# Written tasks:
A: Translate this sentence from the smallmouth fishing thread into Spanish: "Head south to fish the shallows."
B: In the smallmouth fishing thread, rewrite the text between "Have read much" and "(Dec 19, 2011)", inclusive, swapping "Starcraft" for "Lund".
C: Extend the smallmouth fishing thread past its final line.

# Spring Smallmouths



## D.Gross (Sep 20, 2005)

Have read much about Traverse Bay and surrounding waters for spring time smallmouths, lake charlevoix, etc. I have a 16 ft Starcraft and love to fly cast for smallies. Can anyone direct me to exact launch areas or areas that can be waded by this old 74 year old?:corkysm55 Is April, May, June the bast times?
Thanks for any info.
Teach


----------



## buckykm1 (Dec 19, 2011)

I can't give you a spot, but that far north, I would say mid to late June would be the best time. unless we have a really warm Spring, then it would be early June .

Kevin


----------



## jconeset (Feb 16, 2012)

East arm launch off Center road. Head south to fish the shallows. 


Posted using Outdoor Hub Campfire


----------



## FishKilla419 (Feb 22, 2008)

spawning runs into early july most years

Here fishy fishy..


----------



## syonker (May 7, 2004)

Avoid June-July as it is the mayfly hatch with the 3rd week of June being the prime hatch.

Fishing for us was always a struggle when we camped at Young State Park & the hatch was on.


----------



## dirty bird (Feb 27, 2012)

Lake charlevoix-Witings Park-ferry rd, a few miles out of Boyne city. Young state park- Boyne city - charlevoix rd.-boat launch at ironton- boat launch at east Jordan- boat launch at dutchmans bay-all will have easy access and easy wading, and smallmouth!


----------



## marn1186 (Dec 27, 2009)

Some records

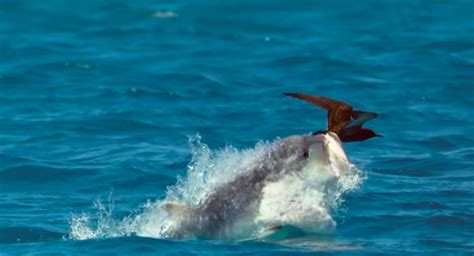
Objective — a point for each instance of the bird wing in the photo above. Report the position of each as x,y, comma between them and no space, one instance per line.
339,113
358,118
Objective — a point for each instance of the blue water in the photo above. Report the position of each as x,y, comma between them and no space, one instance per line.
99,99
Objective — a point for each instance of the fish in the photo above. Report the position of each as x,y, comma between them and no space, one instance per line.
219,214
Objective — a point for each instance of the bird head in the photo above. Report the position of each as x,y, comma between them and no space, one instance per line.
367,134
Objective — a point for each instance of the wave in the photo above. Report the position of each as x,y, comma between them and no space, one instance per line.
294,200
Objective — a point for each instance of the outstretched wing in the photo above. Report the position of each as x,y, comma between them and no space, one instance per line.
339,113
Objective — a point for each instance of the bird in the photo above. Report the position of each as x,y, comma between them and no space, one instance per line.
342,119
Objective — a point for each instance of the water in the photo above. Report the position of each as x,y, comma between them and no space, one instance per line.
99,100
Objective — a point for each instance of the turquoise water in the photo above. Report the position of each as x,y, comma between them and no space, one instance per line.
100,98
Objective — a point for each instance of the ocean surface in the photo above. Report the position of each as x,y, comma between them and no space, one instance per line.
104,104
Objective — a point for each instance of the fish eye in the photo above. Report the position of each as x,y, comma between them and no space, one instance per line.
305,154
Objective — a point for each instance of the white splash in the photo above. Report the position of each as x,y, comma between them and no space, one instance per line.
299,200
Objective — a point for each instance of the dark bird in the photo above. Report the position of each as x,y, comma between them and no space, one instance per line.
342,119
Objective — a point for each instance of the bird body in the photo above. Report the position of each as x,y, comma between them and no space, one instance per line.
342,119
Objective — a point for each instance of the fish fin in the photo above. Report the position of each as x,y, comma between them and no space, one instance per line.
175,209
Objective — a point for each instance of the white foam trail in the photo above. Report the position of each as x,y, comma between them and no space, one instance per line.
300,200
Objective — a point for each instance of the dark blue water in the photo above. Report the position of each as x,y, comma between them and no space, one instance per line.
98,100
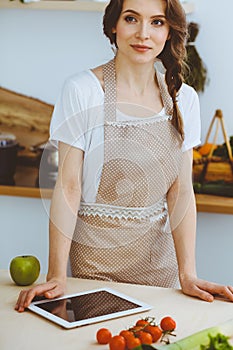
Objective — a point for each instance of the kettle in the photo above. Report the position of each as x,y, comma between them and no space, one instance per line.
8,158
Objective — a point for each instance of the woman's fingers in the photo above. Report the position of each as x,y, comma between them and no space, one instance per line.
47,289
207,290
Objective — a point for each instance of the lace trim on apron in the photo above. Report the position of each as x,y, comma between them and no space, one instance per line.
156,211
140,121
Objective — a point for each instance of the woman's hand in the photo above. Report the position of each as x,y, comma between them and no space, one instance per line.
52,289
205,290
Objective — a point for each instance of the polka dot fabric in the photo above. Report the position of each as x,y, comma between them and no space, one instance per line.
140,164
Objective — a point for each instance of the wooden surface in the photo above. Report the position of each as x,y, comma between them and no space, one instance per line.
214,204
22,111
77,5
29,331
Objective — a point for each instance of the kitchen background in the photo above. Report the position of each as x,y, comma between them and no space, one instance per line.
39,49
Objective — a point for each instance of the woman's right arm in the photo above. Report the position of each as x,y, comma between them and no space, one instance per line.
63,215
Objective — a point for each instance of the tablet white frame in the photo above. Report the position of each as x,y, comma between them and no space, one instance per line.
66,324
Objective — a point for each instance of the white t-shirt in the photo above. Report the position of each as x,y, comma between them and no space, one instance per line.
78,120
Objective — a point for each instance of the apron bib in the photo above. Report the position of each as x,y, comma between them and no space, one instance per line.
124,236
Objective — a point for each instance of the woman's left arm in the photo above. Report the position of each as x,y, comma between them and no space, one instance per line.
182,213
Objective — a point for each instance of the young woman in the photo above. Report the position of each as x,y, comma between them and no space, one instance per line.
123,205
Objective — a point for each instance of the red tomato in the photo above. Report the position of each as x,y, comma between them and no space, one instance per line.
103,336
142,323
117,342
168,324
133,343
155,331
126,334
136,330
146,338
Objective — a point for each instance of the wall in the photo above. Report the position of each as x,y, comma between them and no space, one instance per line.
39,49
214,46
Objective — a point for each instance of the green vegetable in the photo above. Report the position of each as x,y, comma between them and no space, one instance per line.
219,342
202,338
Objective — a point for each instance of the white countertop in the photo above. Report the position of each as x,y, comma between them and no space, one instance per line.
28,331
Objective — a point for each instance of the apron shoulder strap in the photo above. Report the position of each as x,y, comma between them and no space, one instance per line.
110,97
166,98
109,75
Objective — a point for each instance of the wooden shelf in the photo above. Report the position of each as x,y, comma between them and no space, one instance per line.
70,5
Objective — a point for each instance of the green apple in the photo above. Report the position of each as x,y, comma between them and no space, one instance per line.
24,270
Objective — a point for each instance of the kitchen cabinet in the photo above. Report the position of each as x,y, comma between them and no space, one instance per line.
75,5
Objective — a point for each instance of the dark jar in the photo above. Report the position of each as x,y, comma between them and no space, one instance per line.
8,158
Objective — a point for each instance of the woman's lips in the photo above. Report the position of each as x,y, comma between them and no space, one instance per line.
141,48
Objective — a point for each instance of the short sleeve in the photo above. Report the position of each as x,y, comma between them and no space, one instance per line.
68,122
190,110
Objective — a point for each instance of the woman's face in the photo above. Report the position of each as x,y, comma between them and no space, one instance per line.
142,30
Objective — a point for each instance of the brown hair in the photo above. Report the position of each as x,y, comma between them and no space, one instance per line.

...

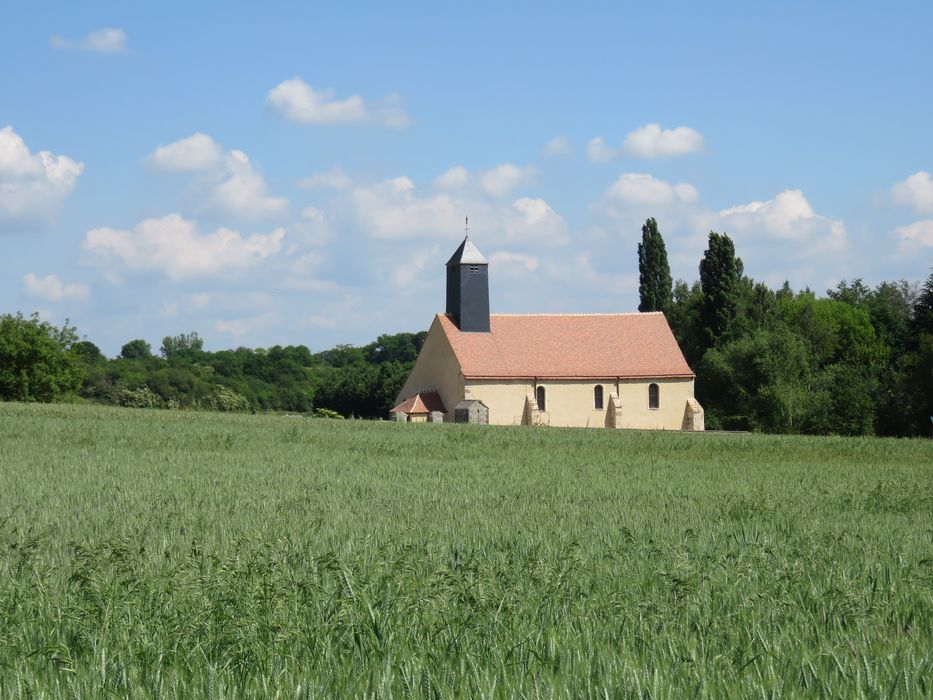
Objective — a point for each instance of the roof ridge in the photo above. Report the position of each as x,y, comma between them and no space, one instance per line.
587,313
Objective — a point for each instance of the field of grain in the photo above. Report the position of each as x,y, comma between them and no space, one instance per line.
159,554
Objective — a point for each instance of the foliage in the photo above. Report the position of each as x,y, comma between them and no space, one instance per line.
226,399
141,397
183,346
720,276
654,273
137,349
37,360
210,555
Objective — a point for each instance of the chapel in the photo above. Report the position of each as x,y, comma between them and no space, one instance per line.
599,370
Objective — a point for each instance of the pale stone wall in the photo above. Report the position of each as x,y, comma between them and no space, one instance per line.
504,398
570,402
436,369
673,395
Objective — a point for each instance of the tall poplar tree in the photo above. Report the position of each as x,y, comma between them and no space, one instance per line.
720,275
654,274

# Responses for each task:
A: Dirígete al sur para pescar en las aguas poco profundas.

B:
Have read much about Traverse Bay and surrounding waters for spring time smallmouths, lake charlevoix, etc. I have a 16 ft Lund and love to fly cast for smallies. Can anyone direct me to exact launch areas or areas that can be waded by this old 74 year old?:corkysm55 Is April, May, June the bast times?
Thanks for any info.
Teach


----------



## buckykm1 (Dec 19, 2011)

C:
I am renting a house in Northport on the West Grand Traverse Bay. I will be there in early July. Is this to far North in the bay to catch small mouth? What else can I catch up there? I'm debating bringing my 16' Jon boat. 


Posted using Outdoor Hub Campfire


----------



## buckykm1 (Dec 19, 2011)

I don't think that I would want to be on GTB in a 16' Jon boat, but it would be OK for some of the other Lakes in the area. JMHO

Kevin


----------



## marn1186 (Dec 27, 2009)

Weather reports would be checked. 


Posted using Outdoor Hub Campfire


----------



## Nick109 (Feb 5, 2011)

There should be some up there, I at least know there are some in suttons bay. July may be a little late from what I here but it has been cold so far. 

I also run a 16' alumacraft out in west bay all the time with no issues. Northport for smallies also has a lot more protection than in the middle of the bay where I go for lakers.


----------



## geofraz61 (May 12, 2012)

Bays are nice and sheltered most days from the weather. North winds usually tear it up the worst out there.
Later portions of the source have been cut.